## TASK
Print the lines below word for word, beginning with the first and ending with the line that holds "Target: dense forest canopy", and skip every picture.
-- SOURCE RECORDS follows --
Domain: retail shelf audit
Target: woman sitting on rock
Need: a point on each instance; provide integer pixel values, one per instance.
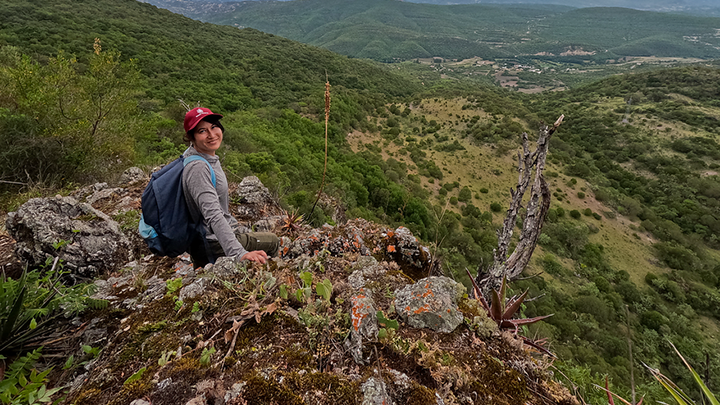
(205, 133)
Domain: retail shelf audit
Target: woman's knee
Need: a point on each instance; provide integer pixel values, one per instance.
(265, 241)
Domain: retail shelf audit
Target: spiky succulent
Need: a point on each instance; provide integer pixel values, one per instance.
(291, 223)
(502, 311)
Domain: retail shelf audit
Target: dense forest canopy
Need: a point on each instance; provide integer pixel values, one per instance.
(642, 148)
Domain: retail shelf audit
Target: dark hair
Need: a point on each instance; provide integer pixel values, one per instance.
(190, 135)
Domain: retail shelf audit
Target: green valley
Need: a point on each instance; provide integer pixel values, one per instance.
(630, 246)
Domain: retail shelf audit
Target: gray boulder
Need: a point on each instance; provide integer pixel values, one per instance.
(409, 249)
(255, 199)
(88, 241)
(133, 175)
(375, 392)
(364, 324)
(431, 303)
(365, 269)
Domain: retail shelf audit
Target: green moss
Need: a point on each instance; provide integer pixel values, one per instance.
(420, 395)
(337, 390)
(89, 397)
(260, 390)
(498, 384)
(152, 327)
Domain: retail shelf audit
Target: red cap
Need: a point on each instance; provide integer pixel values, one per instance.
(196, 115)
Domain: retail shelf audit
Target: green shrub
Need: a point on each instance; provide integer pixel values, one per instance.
(465, 194)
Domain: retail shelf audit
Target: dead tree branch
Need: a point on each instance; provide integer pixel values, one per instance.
(511, 266)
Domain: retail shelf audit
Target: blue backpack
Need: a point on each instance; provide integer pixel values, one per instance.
(166, 223)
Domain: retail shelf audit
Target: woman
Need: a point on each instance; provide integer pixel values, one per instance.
(205, 133)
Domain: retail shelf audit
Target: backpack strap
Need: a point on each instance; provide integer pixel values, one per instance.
(198, 157)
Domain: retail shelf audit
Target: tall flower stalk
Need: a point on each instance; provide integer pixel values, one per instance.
(327, 118)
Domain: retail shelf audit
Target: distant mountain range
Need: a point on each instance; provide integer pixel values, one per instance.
(651, 5)
(694, 7)
(388, 30)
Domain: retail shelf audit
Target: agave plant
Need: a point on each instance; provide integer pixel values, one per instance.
(20, 310)
(292, 222)
(502, 311)
(675, 391)
(611, 394)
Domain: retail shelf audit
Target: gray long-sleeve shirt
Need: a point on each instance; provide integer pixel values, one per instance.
(211, 203)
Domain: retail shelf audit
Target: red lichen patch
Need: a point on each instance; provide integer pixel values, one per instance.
(358, 311)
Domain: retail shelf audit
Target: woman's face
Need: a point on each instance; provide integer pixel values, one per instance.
(208, 137)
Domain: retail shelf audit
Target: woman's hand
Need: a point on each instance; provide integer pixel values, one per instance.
(258, 256)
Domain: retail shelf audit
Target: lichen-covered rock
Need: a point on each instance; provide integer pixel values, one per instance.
(256, 202)
(155, 288)
(375, 392)
(364, 324)
(431, 303)
(336, 240)
(132, 175)
(196, 288)
(88, 241)
(366, 268)
(224, 267)
(405, 247)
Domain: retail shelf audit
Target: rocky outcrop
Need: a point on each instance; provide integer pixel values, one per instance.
(336, 319)
(88, 242)
(431, 303)
(364, 324)
(133, 175)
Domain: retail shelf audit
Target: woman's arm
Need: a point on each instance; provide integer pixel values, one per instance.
(198, 186)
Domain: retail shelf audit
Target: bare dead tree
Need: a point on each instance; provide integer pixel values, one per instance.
(511, 267)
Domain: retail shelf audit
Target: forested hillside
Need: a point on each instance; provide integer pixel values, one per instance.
(389, 30)
(633, 170)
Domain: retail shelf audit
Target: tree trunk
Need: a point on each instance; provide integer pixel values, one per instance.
(537, 208)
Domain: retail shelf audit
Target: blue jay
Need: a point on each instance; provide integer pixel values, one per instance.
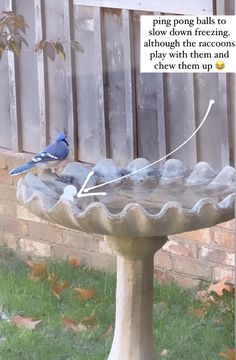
-- SOURCE RECORDS concluded --
## ANSWER SPACE
Domain: retail shelf audit
Target: woman sitting on rock
Need: a point on each instance; provide integer pixel values, one per instance.
(205, 133)
Domain: retail shelf audit
Target: woman's knee
Need: a point on each instance; provide integer pixel values, one per instance.
(265, 241)
Domain: retail shelf audit
Target: spiky succulent
Need: a point on each instance; provide integer pixel values, one per instance.
(291, 223)
(502, 311)
Domain: retail shelf audit
Target: dense forest canopy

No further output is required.